▸ TU TAREA 1
Reproduce sin cambios el pasaje del texto sobre el becerro de oro que va de "El corazón humano, como" a "la esclavitud egipcia.".
▸ TU TAREA 2
Nombra a todas las personas que aparecen con su nombre propio en el texto sobre el becerro de oro.
▸ TU TAREA 3
Retoma el texto sobre el becerro de oro y Aarón justo después de su última oración.

▸ SECCIÓN DEL DOCUMENTO

☆ ☆ ☆ ☆ ☆ ☆ ☆

El corazón humano, como decía Calvino, es una fábrica de ídolos. Pero no necesitamos se esclavizados.
Mientras Moisés descendía del Monte Sinaí, con las tablas de los Diez Mandamientos, se quedó horrorizado al ver la desenfrenada orgía que sucedía abajo. Puede pintar el cuadro: jovencitas danzaban licenciosamente como si estuvieran bajo el efecto de drogas; se lanzaban coronas de flores sobre el ídolo; los hombres comían, bebían y caminaban frenéticamente alrededor de él. Todos aclamaban al becerro de oro, como si fuese el dios que los hubiese conducido hasta allí, después de liberarlos de la esclavitud egipcia.
Si el episodio hubiera sucedido en el siglo XXI, tal vez la multitud habría rodeado el becerro en lujosos automóviles convertibles adornados. Las personas habrían abierto botellas de champán y whisky, o exhibido sus cuerpos semidesnudos sin ninguna privacidad. En otras palabras, cuando visualizo la idolatría, veo personas que son iguales que yo ocupadas en hacer cosas prohibidas, que no me tientan.
Lo que generalmente olvido, al recordar las escenas del Sinaí y hacer mi transferencia de ellas al mundo contemporáneo, es a Aarón, el hermano y representante de Moisés. No hay dudas de que Aarón es el personaje principal de esta historia; pero es verdad, también, que me gustaría recordar la escena de la orgía por causa de la fiesta con el animal, y no por el líder religioso que la hizo posible. Si me centro lo suficiente directamente en Aarón como líder, no puedo dejar de centrarme también en mí misma, a la luz de la idolatría. Para los líderes modernos, la idolatría continúa siendo lo mismo que siempre fue, desde los días de Aarón y de los recién liberados israelitas.

☆ ☆ ☆ ☆ ☆ ☆ ☆

▸ DATOS INCLUIDOS
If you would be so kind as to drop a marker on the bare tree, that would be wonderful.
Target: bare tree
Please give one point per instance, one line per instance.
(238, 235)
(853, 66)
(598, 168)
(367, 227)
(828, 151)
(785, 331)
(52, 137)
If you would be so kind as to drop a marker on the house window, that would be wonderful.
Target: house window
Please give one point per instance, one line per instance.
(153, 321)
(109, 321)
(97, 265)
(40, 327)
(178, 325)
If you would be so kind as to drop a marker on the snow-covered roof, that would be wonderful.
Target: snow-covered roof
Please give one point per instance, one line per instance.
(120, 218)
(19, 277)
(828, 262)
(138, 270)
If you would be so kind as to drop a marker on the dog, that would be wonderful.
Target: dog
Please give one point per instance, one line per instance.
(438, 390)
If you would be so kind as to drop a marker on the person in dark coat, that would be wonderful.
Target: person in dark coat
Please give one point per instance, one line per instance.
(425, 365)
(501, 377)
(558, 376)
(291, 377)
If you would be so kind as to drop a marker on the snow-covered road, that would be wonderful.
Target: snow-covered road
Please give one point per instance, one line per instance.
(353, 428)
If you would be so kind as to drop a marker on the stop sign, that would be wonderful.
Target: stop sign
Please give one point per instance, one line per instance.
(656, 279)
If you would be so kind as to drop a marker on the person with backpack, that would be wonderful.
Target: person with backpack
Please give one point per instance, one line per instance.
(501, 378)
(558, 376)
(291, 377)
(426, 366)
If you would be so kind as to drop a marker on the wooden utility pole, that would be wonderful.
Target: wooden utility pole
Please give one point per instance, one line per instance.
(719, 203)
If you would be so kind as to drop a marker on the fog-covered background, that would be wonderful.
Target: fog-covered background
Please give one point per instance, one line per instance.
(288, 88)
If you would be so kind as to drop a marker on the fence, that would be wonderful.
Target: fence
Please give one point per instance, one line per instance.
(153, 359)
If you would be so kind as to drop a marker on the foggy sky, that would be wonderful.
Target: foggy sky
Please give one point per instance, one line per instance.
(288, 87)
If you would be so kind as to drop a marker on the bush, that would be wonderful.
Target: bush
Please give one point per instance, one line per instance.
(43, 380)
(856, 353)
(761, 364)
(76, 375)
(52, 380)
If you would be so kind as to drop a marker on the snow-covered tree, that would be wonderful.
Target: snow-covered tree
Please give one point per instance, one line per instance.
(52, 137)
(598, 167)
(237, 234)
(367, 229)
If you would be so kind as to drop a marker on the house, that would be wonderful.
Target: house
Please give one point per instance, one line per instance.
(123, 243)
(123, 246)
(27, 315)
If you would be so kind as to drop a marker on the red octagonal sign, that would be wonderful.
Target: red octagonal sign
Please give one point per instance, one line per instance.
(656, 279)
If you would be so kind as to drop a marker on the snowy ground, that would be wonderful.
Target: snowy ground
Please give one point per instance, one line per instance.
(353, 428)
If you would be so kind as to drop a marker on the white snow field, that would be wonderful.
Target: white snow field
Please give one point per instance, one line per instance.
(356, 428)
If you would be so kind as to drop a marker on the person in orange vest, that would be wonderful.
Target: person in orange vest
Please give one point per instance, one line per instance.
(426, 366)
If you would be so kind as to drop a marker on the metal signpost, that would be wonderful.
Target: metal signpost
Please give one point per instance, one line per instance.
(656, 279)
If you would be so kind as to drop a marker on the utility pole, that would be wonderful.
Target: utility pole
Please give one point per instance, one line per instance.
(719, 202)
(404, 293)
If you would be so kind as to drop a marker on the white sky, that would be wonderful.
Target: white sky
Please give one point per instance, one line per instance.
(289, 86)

☆ ☆ ☆ ☆ ☆ ☆ ☆

▸ RESPUESTA ESPERADA 1
El corazón humano, como decía Calvino, es una fábrica de ídolos. Pero no necesitamos se esclavizados.
Mientras Moisés descendía del Monte Sinaí, con las tablas de los Diez Mandamientos, se quedó horrorizado al ver la desenfrenada orgía que sucedía abajo. Puede pintar el cuadro: jovencitas danzaban licenciosamente como si estuvieran bajo el efecto de drogas; se lanzaban coronas de flores sobre el ídolo; los hombres comían, bebían y caminaban frenéticamente alrededor de él. Todos aclamaban al becerro de oro, como si fuese el dios que los hubiese conducido hasta allí, después de liberarlos de la esclavitud egipcia.

▸ RESPUESTA ESPERADA 2
Calvino, Moisés y Aarón.

▸ RESPUESTA ESPERADA 3
Llamado al ministerio
Considerando la historia de Aarón, podemos trazar similitudes entre nuestro llamado y el de él, y entre su capitulación y la nuestra ante la idolatría. A pesar de todo, justamente porque el Altísimo no abandonó a Aarón, estoy confiada en que actúa de la misma manera con nosotros.
Dios llamó a Aarón en el contexto de una relación ya existente. Inicialmente, el llamado divino no le llegó en forma directa; lo recibió a través de su hermano. El Señor le dijo a Moisés que Aarón poseía el don de hablar en público, y que eso debería ser usado para el cumplimiento de los propósitos divinos. ¿Cuántos de nosotros, en primera instancia, tuvimos una sugerencia del llamado de Dios no por haber visto una gran flecha en el cielo que nos señalaba, sino porque alguien de nuestra comunidad de fe nos hizo ser conscientes de que Dios tenía un plan para nosotros? ¿Cuántas veces, durante los años de preparación o incluso a lo largo del trabajo, hemos experimentado ánimo, corrección o confirmación del Espíritu Santo, por medio de otra persona? Dios llamó a Aarón a través de otro siervo: Moisés. Y Aarón entró en desgracia cuando hizo lo que le pareció correcto ante sus ojos, sin tomar en cuenta a Moisés.
Fuimos llamados a la causa de Dios y, como Aarón, tenemos un mensaje cuya transmisión nos fue confiada. La instrucción de Jehová a Aarón fue esta: “Hablará a Faraón, para que deje ir de su tierra a los hijos de Israel” (Éxo. 7:2). El mismo Señor nos confió un mensaje todavía más glorioso: predicar el evangelio de Jesucristo a toda nación. Dios capacitó a Aarón con poder sobrenatural, de modo que pudiera demostrar que su mensaje, de hecho, provenía del Señor. De manera semejante, usted y yo, como ministros de la Palabra, recibimos poder y autoridad celestiales.
Dios amó a Aarón, lo llamó a su causa, y tenía un plan especial para él y sus descendientes. En el Monte Sinaí, el Creador habló a Moisés acerca de estos planes, diciendo: “Y harás vestiduras sagradas a Aarón tu hermano, para honra y hermosura” (Éxo. 28:2). Y todo debía ser realizado de la más fina calidad, con “oro, azul, púrpura, carmesí y lino torcido” (Éxo. 28:5). Fue ordenado que también hiciera una lámina de oro puro en la que estaría grabada la inscripción “Santidad al Señor”.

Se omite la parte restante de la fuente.